Extract each line of the data and write it out again exactly.

— Start of Given records —

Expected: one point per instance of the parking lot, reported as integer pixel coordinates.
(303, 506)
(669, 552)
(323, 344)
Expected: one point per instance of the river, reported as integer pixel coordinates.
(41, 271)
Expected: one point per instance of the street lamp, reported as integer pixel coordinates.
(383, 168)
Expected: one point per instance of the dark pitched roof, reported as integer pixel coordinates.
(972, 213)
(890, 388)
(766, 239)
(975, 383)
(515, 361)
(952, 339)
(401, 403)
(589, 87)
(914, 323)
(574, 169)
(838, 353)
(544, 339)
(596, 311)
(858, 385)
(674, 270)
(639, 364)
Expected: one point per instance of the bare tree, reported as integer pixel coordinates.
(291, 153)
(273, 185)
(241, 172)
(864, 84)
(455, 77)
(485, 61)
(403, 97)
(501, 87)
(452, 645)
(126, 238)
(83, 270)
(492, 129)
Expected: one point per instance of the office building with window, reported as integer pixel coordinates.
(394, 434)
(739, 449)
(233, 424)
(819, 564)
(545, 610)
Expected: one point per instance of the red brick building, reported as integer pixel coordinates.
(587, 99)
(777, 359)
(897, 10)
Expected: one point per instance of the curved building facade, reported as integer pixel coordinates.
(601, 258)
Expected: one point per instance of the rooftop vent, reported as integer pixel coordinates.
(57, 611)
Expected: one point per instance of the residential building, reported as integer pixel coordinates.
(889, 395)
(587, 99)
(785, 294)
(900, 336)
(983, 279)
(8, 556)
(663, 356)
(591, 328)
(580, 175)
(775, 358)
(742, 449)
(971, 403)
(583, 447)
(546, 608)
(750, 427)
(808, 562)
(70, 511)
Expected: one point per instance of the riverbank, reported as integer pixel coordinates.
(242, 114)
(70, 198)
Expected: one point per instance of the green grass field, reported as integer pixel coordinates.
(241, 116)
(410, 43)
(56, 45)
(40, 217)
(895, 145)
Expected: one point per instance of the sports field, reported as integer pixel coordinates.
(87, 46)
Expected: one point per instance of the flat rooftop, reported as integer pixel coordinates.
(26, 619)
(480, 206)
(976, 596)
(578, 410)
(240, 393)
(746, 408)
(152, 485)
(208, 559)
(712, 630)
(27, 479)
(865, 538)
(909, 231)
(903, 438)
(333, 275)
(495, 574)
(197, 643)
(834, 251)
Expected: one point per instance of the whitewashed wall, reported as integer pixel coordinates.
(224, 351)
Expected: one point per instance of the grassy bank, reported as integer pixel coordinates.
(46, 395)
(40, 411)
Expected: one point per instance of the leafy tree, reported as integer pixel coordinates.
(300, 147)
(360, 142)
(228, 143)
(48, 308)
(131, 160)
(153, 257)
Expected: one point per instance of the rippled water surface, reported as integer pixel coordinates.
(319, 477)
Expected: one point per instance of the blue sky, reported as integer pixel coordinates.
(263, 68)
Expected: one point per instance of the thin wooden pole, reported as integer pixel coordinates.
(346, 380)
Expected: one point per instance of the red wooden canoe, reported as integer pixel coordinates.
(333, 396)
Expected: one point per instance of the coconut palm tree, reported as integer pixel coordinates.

— End of Given records —

= The answer =
Expected: one point per instance of the parking lot, reported as integer pixel coordinates.
(303, 506)
(669, 552)
(323, 344)
Expected: one point per instance of the river, reported as integer pixel coordinates.
(41, 271)
Expected: one point per instance of the street lamp, reported as integer pixel coordinates.
(383, 168)
Expected: one point per instance of the dark pitched roof, reported as integer pixel coordinates.
(972, 213)
(890, 388)
(766, 239)
(975, 383)
(515, 361)
(952, 339)
(401, 403)
(589, 87)
(914, 323)
(574, 169)
(838, 353)
(544, 339)
(596, 311)
(858, 385)
(674, 270)
(639, 364)
Expected: one point per instance of the bare tree, reported as integer pixel coordinates.
(291, 153)
(273, 185)
(241, 172)
(864, 84)
(455, 77)
(485, 61)
(403, 97)
(501, 87)
(452, 645)
(126, 238)
(83, 270)
(492, 129)
Expected: one point per instance of the office building with window, reported as integer pixel coordinates.
(394, 434)
(739, 449)
(233, 424)
(819, 564)
(545, 610)
Expected: one point per instance of the red brick building, reported as integer pixel coordinates.
(587, 99)
(777, 359)
(897, 10)
Expected: one point per instance of the curved building facade, reported as integer pixel coordinates.
(601, 258)
Expected: one point per instance of the rooftop vent, reported as integer pixel coordinates.
(57, 611)
Expected: one point per instance of the residential building, reported as integer pixel coordinates.
(889, 395)
(587, 99)
(785, 294)
(900, 336)
(983, 279)
(8, 556)
(663, 356)
(591, 328)
(580, 175)
(775, 358)
(742, 449)
(971, 403)
(583, 447)
(546, 608)
(750, 427)
(808, 562)
(70, 511)
Expected: one point per instance of the riverbank, reported as integer pixel coordinates.
(242, 114)
(70, 198)
Expected: one point per instance of the green grass field, reported as integer pixel coordinates.
(241, 116)
(410, 43)
(56, 45)
(40, 217)
(895, 145)
Expected: one point per instance of the sports field, reported as integer pixel coordinates.
(87, 46)
Expected: one point per instance of the flat rooftop, reported as integer pixel coordinates.
(26, 619)
(480, 206)
(976, 596)
(578, 410)
(240, 393)
(746, 408)
(152, 485)
(208, 559)
(712, 630)
(27, 479)
(865, 538)
(909, 231)
(903, 438)
(333, 275)
(495, 574)
(197, 643)
(834, 251)
Expected: one point per instance of the whitewashed wall, reported as integer pixel coordinates.
(224, 351)
Expected: one point per instance of the grassy bank, reported as integer pixel coordinates.
(46, 395)
(40, 411)
Expected: one point per instance of the leafy tree, reported as integer pixel coordinates.
(300, 147)
(360, 142)
(228, 143)
(48, 308)
(131, 160)
(153, 257)
Expected: one point per instance of the rippled water surface, reported as integer pixel coordinates.
(319, 477)
Expected: one point per instance of the blue sky, reported as integer pixel coordinates.
(263, 68)
Expected: one point per instance of the thin wooden pole, reported as integer pixel coordinates.
(346, 380)
Expected: one point per instance of the red wooden canoe, reported as integer pixel coordinates.
(333, 396)
Expected: one point per instance of the coconut palm tree, reported as integer pixel coordinates.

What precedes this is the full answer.